République et canton de Genève
Grand Conseil
Séance du vendredi 22 septembre 2006 à 17h
56e législature - 1re année - 11e session - 55e séance
PL 9829-A
Premier débat
M. Eric Stauffer (MCG), rapporteur de minorité. J'interviens à nouveau dans ce dossier dans le souci de préserver les deniers publics. Nous avons affaire dans ce rapport de minorité à un porteur dont les administrateurs ne sont autres que les ceux de la régie qui gère cet immeuble acquis par la Fondation de valorisation des actifs de la Banque cantonale de Genève. C'est dire si ces personnes sont proches des événements survenus dans le cadre de ce dossier, puisque ce bien a été repris en 1998 - bien présenté aujourd'hui à notre Grand Conseil - évidement sans savoir à cette époque que la Fondation de valorisation des actifs de la Banque cantonale serait créée en 2001 pour reprendre toutes ces affaires qui concernent tant les contribuables.
Ces personnes sont donc impliquées depuis 1998 dans ces affaires et elles ont touché des commissions sur les biens déjà acquis à cette époque et ont continué à les administrer. Nous savons par ce biais qu'elles ont faussé la comptabilité de la Banque cantonale de Genève, ce qui a conduit à sa débâcle et à la découverte du pot aux roses en 2000. La Banque cantonale de Genève, qui avait commis ces actes illicites - je vous rappelle que certains de ses dirigeants sont aujourd'hui inculpés, mais, cela va de soi, ils bénéficient de la présomption d'innocence - leur a permis de signer ces acte de vente. Aujourd'hui, dans le concept du respect de la parole donnée, comme je le disais, elles ont obtenu de qu'on appelle un «mandat de vente exclusif», à tout le moins un mandat de gestion exclusive de ces biens qui pourrait être un jour invalidé pour actes illicites ou contraires à l'honneur... Ce n'est pas moi qui le dis, c'est un article du code civil.

[Données d'annotation de points sur photos]

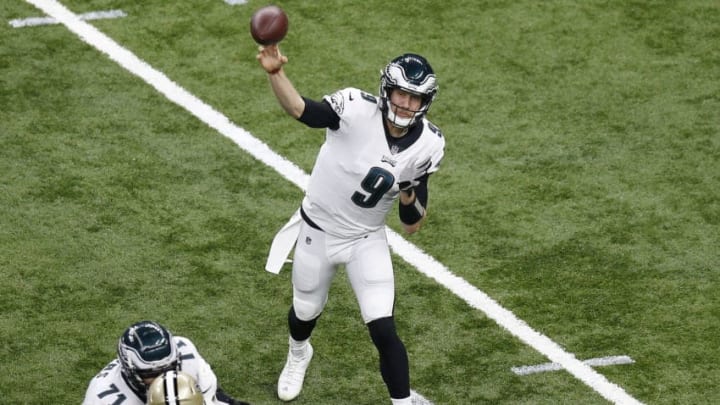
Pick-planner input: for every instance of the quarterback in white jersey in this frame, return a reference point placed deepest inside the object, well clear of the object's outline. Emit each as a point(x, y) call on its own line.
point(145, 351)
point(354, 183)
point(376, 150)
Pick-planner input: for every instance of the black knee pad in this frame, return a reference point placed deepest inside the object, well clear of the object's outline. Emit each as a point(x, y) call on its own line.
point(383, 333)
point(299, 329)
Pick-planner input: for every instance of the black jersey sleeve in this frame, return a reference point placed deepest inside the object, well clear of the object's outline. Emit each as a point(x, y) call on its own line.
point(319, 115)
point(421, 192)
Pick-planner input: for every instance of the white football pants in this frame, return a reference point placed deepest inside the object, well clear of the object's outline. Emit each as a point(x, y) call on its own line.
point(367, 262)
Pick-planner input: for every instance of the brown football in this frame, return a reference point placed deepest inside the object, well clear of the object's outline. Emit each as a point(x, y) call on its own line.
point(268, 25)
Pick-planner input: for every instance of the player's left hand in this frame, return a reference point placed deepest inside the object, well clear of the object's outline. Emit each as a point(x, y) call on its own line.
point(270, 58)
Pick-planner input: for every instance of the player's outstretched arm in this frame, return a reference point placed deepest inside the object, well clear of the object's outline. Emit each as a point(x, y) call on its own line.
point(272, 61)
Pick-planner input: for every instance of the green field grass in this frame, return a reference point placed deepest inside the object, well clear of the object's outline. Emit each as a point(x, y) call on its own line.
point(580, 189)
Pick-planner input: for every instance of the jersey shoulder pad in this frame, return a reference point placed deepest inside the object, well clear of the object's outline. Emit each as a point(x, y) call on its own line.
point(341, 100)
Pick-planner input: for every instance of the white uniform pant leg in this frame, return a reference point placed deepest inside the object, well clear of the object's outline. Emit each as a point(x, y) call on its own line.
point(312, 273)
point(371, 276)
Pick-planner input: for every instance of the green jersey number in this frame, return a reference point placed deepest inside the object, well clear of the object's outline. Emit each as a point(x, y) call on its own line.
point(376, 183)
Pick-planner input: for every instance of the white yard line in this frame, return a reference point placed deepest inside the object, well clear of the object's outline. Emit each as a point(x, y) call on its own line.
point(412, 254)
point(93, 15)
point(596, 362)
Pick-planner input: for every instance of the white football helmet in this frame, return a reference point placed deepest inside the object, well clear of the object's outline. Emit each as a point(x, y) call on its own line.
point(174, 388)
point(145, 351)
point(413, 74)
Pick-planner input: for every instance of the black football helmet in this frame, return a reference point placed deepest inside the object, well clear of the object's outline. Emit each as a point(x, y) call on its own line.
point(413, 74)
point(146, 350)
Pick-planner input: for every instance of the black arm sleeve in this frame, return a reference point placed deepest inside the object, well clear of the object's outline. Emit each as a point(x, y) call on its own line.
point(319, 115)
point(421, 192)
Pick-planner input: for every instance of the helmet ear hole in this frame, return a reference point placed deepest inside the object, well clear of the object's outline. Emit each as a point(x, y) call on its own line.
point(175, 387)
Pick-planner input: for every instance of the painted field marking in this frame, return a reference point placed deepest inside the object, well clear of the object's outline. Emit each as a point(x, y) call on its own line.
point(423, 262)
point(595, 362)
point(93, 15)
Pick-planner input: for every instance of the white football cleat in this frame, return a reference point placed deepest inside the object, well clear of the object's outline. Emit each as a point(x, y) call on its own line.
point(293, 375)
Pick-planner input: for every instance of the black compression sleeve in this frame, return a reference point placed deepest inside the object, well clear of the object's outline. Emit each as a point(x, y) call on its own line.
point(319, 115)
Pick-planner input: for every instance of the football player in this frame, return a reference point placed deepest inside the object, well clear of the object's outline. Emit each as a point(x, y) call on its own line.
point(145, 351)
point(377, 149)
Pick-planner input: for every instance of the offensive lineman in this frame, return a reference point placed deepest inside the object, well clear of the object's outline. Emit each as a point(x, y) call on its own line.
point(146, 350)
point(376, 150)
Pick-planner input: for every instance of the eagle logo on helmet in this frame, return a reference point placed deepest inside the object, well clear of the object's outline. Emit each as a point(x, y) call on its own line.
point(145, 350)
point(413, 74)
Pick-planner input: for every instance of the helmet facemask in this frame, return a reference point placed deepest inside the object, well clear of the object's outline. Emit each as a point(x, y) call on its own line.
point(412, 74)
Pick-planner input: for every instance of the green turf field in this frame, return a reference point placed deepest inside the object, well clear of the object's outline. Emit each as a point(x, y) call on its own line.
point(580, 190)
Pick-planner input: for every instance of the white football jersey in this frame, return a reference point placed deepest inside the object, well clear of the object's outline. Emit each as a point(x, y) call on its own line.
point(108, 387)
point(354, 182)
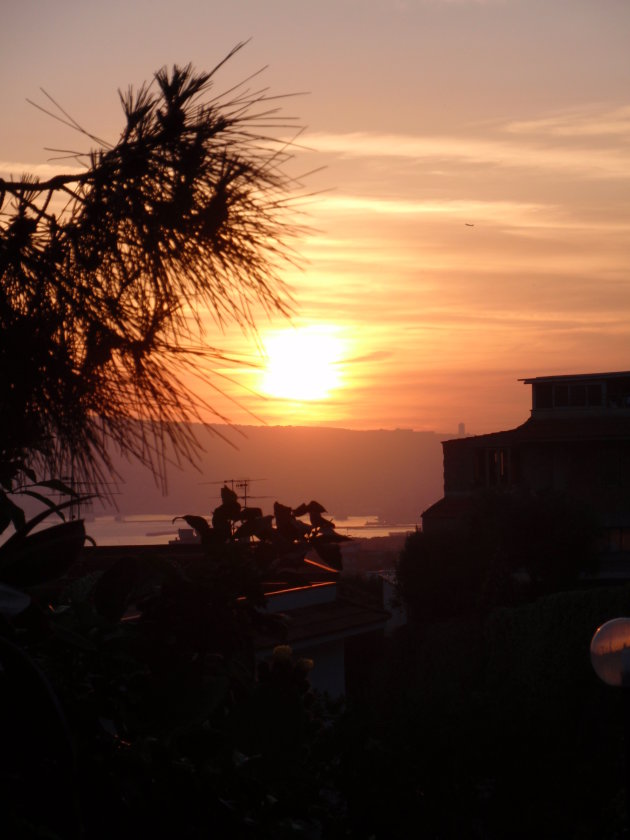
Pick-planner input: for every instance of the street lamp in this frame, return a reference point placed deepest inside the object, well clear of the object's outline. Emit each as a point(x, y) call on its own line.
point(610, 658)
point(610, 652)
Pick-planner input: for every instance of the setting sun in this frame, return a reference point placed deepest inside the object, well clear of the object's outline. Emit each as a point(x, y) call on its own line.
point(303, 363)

Consigne 1:
Dans les enregistrements, remplacez « reference point » par « target point » dans tout le passage allant de la ligne contenant « Pick-planner input: for every instance of the jersey » jusqu'à celle contenant « point(371, 276) », puis recopiez ce passage sans autre modification.
Consigne 2:
Poursuivez le compte rendu de séance du Grand Conseil genevois après sa dernière phrase.
Ces enregistrements n'ont aucun lien avec le compte rendu de séance.

Réponse 1:
Pick-planner input: for every instance of the jersey shoulder pad in this frame, return a target point placed deepest inside the object, well clear of the object's outline. Emit each as a point(x, y) call on its own line.
point(341, 100)
Pick-planner input: for every instance of the white uniform pant leg in this frame, return a target point placed deepest inside the object, well clear of the object's outline. Emit each as a point(x, y) call on its own line.
point(312, 273)
point(371, 276)

Réponse 2:
Dans un souci de sauvegarde des intérêts publics, nous estimons au MCG qu'il n'est pas judicieux de verser des commissions à ces courtiers qui pourraient être impliqués au niveau pénal dans la débâcle de la Banque cantonale de Genève. Nous pensons qu'il faut conserver ces commissions en attendant que la chose soit jugée et nous espérons tous qu'elle le sera avant prescription. Je dis cela, car nous constatons une certaine lenteur dans les procédures pénales concernant le dossier de la Banque cantonale de Genève... Et le souci d'anticipation et de prudence devrait normalement nous pousser à conserver ces commissions en attendant force de chose jugée.
C'est la raison pour laquelle nous avons déposé un amendement. Etant donné qu'on m'a reproché de mentionner sur la place publique le nom de sociétés de gens impliqués dans cette débâcle, nous avons volontairement inscrit des initiales qui ne correspondent à rien. En revanche, le fond du texte est parfaitement juste. Vous excuserez une faute de frappe qui m'a échappé dans l'exposé des motifs, ce qui n'est pas très important dans la mesure où, comme tout le monde le sait, peu de personnes le lisent. J'en veux pour preuve le sort qui va être réservé à ce rapport de minorité dans quelques instants... Ce qui est important, c'est la teneur de l'article que j'entends modifier par cet amendement. Voilà, Mesdames et Messieurs les députés, j'en ai terminé...
Le président. Merci, Monsieur le rapporteur !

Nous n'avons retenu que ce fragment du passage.